Bisher würden Pflegende darauf nur unzureichend in ihrer Aus- und Fortbildung vorbereitet, was gerade bei jüngeren Kollegen und Kolleginnen zu Unsicherheit und Überforderung führe. "Das wiederum vermindert die Zufriedenheit, steigert die Fluktuation und erhöht die Drop Out-Gefahr", so Hellmair. Dabei handle es sich bei der Notfallpflege eigentlich um einen fachlich interessanten Bereich, der viele engagierte Kräfte anziehe. Diese könnten durch eine - infolge der Anerkennung der Sonderausbildung auch finanzielle - Aufwertung als Notfallpfleger langfristig gebunden werden, zudem profitierten die Patienten.

***

Pflichtaufgaben:
(1) Übertragen Sie den folgenden Satz aus dem Textauszug zur Notfallpflege ins Englische: „Dabei handle es sich bei der Notfallpflege eigentlich um einen fachlich interessanten Bereich, der viele engagierte Kräfte anziehe.“
(2) Geben Sie den Textauszug zur Notfallpflege von „Bisher würden Pflegende“ bis einschließlich „profitierten die Patienten.“ erneut wieder und setzen Sie dabei „Pflegekräfte“ an die Stelle von „Pflegende“.
Für die Bearbeitung spielen die Datensätze keine Rolle.

Bereitgestellte Datensätze:
***

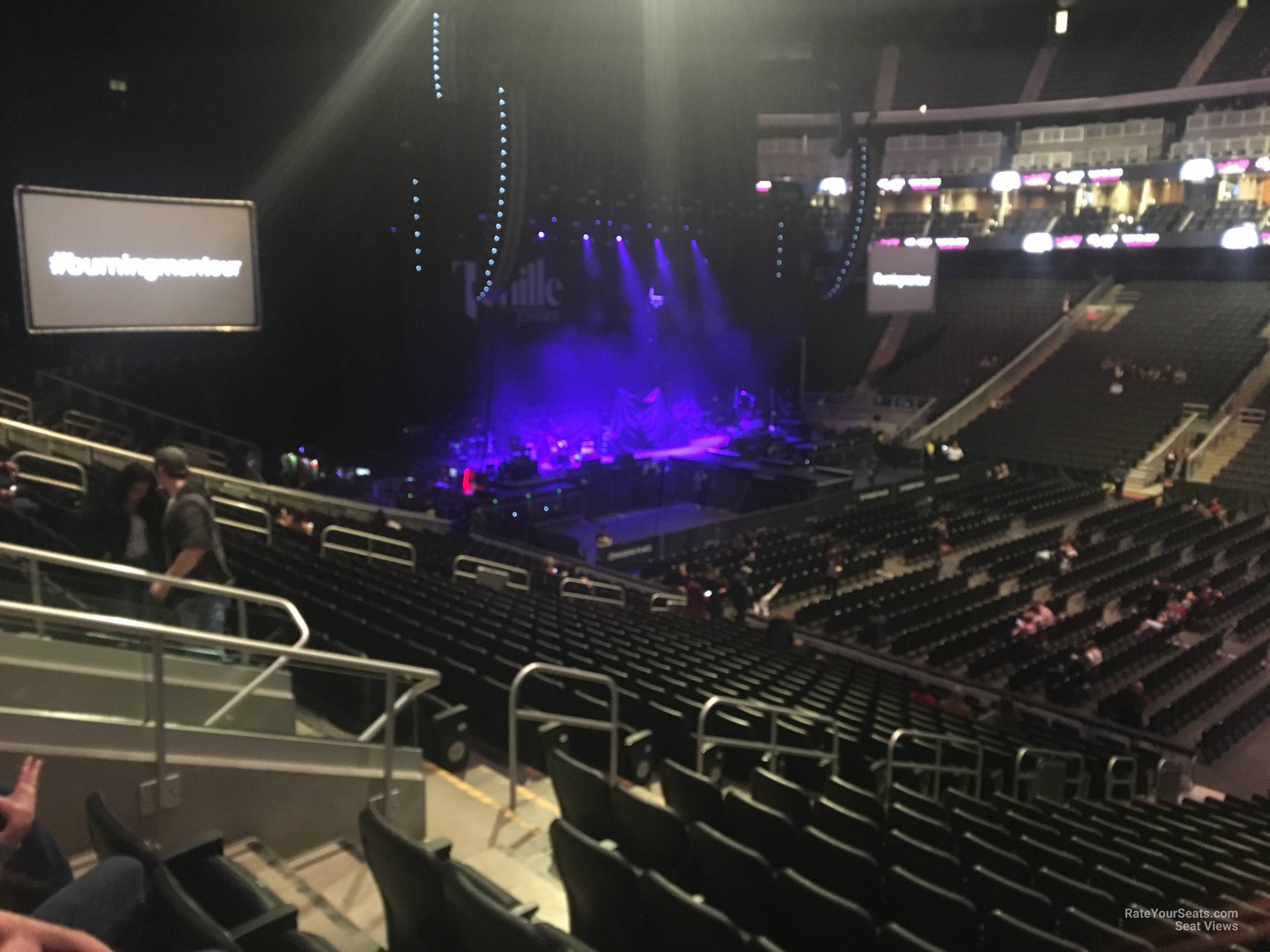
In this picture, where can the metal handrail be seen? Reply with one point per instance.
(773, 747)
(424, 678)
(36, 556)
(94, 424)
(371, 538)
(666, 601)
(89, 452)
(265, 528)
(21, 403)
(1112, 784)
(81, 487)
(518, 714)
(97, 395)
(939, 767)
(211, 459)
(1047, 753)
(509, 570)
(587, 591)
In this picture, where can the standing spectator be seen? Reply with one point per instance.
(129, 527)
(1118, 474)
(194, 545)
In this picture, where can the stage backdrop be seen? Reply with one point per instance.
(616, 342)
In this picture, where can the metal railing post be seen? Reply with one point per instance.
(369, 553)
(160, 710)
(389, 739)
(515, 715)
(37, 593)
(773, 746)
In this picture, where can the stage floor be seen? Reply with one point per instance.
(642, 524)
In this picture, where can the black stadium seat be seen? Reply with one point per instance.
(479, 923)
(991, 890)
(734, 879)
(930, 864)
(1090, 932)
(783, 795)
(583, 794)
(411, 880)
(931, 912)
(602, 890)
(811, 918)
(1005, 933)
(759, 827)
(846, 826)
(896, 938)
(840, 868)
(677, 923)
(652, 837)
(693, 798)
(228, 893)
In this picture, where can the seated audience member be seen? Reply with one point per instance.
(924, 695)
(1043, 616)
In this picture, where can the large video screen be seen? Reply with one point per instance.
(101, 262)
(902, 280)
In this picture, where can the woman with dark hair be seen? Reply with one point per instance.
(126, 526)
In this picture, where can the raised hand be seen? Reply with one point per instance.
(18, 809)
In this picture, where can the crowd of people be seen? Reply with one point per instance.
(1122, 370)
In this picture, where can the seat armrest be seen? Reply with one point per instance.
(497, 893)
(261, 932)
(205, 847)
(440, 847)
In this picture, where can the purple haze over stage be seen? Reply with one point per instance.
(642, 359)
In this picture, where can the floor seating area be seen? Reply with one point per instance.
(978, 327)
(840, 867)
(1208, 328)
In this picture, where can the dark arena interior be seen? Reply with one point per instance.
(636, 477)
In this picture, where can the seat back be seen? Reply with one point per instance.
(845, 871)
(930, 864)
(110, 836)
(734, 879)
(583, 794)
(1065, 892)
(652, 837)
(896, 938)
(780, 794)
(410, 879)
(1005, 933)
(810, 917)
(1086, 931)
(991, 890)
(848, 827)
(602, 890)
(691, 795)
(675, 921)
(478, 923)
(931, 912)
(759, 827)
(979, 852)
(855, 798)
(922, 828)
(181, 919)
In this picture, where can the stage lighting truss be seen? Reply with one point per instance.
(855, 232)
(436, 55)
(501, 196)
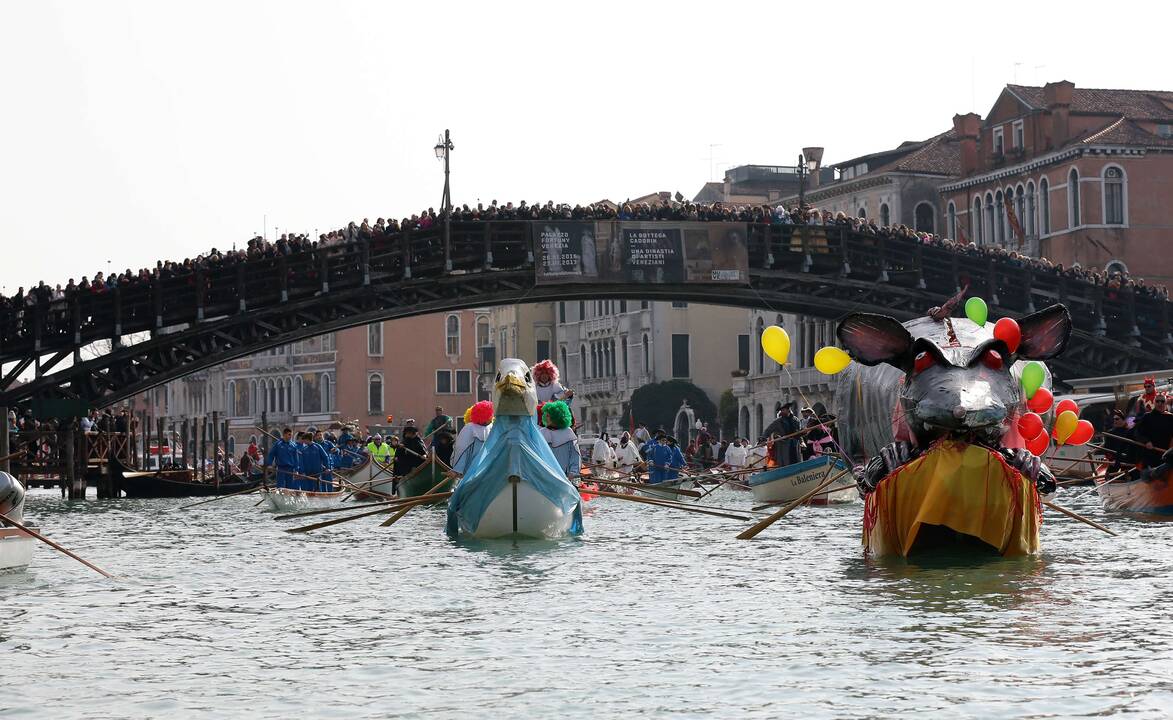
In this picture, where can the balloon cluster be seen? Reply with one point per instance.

***

Lösungen:
(1) Yet emergency nursing is actually a professionally interesting field that attracts many dedicated staff members.

(2)
Bisher würden Pflegekräfte darauf nur unzureichend in ihrer Aus- und Fortbildung vorbereitet, was gerade bei jüngeren Kollegen und Kolleginnen zu Unsicherheit und Überforderung führe. "Das wiederum vermindert die Zufriedenheit, steigert die Fluktuation und erhöht die Drop Out-Gefahr", so Hellmair. Dabei handle es sich bei der Notfallpflege eigentlich um einen fachlich interessanten Bereich, der viele engagierte Kräfte anziehe. Diese könnten durch eine - infolge der Anerkennung der Sonderausbildung auch finanzielle - Aufwertung als Notfallpfleger langfristig gebunden werden, zudem profitierten die Patienten.